— begin Task data —

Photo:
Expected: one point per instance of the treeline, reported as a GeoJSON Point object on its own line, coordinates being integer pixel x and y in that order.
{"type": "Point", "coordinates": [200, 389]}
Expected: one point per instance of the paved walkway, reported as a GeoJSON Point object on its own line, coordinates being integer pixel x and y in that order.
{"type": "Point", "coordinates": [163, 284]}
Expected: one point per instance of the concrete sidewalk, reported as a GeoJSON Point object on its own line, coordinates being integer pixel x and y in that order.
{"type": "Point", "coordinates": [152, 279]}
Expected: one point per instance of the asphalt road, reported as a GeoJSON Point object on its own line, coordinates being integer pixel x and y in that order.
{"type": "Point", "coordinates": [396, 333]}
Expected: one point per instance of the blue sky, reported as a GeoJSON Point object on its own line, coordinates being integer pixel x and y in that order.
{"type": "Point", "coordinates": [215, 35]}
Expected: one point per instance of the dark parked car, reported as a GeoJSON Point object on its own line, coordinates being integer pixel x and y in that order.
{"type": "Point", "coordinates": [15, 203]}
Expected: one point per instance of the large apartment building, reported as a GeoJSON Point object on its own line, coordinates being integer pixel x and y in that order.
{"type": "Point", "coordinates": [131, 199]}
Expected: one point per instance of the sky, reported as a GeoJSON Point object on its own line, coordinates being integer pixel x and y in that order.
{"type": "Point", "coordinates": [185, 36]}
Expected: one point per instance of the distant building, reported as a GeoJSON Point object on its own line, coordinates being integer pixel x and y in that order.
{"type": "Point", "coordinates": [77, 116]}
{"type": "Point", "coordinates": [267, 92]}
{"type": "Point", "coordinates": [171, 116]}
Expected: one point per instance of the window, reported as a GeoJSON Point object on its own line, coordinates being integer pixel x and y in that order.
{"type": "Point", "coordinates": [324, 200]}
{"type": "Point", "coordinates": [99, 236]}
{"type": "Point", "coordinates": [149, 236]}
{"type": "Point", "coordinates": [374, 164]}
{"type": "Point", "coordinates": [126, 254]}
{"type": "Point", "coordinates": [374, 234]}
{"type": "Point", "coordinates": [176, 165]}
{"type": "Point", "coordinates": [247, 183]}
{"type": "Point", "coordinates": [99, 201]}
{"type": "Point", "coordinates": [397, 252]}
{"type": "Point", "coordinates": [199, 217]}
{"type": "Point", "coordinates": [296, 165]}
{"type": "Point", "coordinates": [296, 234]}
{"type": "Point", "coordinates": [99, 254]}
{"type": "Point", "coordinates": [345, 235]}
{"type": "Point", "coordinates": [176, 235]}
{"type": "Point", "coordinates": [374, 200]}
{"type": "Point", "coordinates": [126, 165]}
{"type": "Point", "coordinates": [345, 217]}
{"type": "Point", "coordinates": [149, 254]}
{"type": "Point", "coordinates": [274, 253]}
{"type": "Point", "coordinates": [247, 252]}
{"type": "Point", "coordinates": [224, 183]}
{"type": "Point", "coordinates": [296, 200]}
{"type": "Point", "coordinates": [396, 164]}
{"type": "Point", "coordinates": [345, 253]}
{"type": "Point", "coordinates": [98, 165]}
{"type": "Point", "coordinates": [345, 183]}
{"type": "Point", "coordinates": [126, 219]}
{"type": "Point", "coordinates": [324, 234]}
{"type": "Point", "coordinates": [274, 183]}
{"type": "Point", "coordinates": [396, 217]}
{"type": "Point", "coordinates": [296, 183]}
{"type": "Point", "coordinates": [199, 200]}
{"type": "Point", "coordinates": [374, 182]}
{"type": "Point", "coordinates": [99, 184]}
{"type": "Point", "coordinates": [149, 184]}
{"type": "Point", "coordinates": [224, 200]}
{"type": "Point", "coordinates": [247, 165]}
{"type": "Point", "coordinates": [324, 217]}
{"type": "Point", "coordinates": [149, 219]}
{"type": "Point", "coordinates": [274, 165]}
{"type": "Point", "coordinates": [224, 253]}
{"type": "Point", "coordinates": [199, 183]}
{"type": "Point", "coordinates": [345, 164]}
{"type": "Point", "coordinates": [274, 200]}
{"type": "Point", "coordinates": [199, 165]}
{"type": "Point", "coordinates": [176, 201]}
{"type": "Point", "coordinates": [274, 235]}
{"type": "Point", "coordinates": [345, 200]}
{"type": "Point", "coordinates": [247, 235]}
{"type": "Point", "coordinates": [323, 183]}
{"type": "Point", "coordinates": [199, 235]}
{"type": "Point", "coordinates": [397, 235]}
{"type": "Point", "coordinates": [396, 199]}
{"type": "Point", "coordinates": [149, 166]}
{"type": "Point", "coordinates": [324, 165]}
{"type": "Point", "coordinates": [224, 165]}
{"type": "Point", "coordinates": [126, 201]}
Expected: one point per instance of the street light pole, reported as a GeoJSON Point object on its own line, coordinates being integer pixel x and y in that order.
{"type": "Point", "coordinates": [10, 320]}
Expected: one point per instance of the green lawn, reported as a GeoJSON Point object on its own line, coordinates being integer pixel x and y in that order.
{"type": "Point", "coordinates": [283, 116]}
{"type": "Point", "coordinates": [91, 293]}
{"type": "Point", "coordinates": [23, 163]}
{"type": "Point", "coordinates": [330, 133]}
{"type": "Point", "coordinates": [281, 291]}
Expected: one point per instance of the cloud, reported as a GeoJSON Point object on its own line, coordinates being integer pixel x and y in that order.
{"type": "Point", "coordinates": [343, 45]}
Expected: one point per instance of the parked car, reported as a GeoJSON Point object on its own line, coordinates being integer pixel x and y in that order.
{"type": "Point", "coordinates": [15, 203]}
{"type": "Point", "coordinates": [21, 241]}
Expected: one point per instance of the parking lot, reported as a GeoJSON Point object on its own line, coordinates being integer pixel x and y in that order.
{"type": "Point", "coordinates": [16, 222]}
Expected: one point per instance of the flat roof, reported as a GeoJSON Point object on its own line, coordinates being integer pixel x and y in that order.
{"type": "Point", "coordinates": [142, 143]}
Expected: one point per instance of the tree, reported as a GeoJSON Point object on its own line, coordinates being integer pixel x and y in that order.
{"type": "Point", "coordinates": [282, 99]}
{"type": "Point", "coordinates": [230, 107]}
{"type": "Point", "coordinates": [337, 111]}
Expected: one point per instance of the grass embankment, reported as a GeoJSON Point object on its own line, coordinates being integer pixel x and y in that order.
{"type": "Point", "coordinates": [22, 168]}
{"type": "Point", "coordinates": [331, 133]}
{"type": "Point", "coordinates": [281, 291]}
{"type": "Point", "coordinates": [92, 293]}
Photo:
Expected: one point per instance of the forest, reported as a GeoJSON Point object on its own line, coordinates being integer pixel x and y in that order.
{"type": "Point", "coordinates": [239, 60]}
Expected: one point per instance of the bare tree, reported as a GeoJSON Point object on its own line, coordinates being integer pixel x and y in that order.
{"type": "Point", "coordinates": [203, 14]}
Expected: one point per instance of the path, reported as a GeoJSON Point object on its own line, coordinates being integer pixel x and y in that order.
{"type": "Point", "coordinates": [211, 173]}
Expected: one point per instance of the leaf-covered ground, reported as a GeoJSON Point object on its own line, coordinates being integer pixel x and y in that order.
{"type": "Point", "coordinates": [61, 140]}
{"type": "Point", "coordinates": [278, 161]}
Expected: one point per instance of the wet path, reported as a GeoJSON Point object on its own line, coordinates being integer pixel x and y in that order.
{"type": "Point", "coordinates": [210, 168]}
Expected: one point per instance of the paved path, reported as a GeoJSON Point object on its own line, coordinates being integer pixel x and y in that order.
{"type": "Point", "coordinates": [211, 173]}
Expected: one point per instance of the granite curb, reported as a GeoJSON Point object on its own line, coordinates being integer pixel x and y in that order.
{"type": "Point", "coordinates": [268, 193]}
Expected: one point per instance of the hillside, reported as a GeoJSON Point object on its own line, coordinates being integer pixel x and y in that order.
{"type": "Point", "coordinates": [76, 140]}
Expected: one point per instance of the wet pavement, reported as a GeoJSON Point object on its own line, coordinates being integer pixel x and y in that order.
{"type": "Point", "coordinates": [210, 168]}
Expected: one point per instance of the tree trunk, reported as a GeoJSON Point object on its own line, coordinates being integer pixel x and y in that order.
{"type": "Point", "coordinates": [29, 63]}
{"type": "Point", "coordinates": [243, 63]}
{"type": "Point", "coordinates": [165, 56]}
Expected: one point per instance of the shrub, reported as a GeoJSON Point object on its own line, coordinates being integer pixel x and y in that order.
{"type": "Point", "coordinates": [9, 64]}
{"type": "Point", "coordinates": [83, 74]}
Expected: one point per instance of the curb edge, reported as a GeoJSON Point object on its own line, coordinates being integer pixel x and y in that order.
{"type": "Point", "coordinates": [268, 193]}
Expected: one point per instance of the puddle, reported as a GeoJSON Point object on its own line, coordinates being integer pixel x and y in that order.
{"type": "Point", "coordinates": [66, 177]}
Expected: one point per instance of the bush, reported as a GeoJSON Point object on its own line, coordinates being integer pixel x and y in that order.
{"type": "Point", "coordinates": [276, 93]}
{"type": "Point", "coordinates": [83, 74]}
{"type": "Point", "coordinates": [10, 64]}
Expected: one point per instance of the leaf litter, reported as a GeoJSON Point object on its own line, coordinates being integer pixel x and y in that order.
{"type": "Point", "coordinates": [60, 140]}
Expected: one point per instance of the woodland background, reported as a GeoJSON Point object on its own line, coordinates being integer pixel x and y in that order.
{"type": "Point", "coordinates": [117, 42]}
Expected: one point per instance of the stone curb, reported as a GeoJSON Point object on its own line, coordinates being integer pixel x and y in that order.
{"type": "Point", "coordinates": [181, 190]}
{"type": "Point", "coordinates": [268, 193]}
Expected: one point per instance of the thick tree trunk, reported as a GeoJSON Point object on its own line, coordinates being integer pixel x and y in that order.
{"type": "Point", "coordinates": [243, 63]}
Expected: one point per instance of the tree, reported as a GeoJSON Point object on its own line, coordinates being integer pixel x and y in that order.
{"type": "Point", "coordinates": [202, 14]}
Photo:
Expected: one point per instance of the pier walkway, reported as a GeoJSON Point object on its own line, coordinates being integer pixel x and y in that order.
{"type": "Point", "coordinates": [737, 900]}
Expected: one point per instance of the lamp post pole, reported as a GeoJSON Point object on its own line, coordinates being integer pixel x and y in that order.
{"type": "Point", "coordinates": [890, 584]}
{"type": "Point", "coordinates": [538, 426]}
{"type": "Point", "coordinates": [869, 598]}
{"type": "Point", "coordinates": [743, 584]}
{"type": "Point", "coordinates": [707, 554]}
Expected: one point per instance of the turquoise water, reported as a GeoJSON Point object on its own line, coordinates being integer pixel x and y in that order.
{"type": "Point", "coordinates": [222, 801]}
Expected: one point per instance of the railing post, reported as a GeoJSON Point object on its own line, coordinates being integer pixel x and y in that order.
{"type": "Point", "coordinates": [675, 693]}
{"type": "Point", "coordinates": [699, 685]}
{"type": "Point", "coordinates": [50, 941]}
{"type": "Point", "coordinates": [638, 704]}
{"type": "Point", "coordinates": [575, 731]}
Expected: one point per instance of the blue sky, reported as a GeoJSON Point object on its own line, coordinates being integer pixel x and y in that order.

— end Task data —

» **Work to complete**: Repeat the lines from the one containing "Expected: one point per instance of the woodland" through the end of the listing, exactly and without any other lines; both ends are included.

» **Final result**:
Expected: one point per instance of the woodland background, reported as a GeoJSON Point object on its own line, coordinates being integer pixel x and y in that order.
{"type": "Point", "coordinates": [117, 42]}
Expected: one point per instance of the stone curb, reported as a GeoJSON Point object on its own line, coordinates being integer pixel x and y in that order.
{"type": "Point", "coordinates": [181, 190]}
{"type": "Point", "coordinates": [268, 193]}
Expected: one point per instance of the thick tree trunk, reported as a GeoJSON Point object on its own line, coordinates being integer pixel x and y in that order.
{"type": "Point", "coordinates": [243, 63]}
Expected: one point per instance of the tree, reported as a GeoJSON Point object on its own line, coordinates being integer pixel x and y in that order.
{"type": "Point", "coordinates": [202, 14]}
Photo:
Expected: one point per instance of the pier walkway, reported as a GeoJSON Point object on its own line, coordinates being integer pixel x and y in that order.
{"type": "Point", "coordinates": [737, 900]}
Expected: one point per instance of the lamp post pole, reported as a GeoJSON Point object on its own line, coordinates being integer pixel x and y in that order.
{"type": "Point", "coordinates": [890, 584]}
{"type": "Point", "coordinates": [538, 426]}
{"type": "Point", "coordinates": [869, 598]}
{"type": "Point", "coordinates": [743, 584]}
{"type": "Point", "coordinates": [707, 554]}
Expected: one point per instance of the turquoise water, reported as a GeoJSON Point object on its own line, coordinates being integer pixel x and y in that order.
{"type": "Point", "coordinates": [222, 801]}
Expected: one point per instance of the railing post, reported as a GeoJSON Point object on its own line, coordinates being integer pixel x and y in that order.
{"type": "Point", "coordinates": [675, 693]}
{"type": "Point", "coordinates": [699, 685]}
{"type": "Point", "coordinates": [50, 941]}
{"type": "Point", "coordinates": [638, 704]}
{"type": "Point", "coordinates": [575, 731]}
Expected: one point per instance of the blue sky, reported as a GeoJSON Point object on its own line, coordinates being integer pixel x and y in that order.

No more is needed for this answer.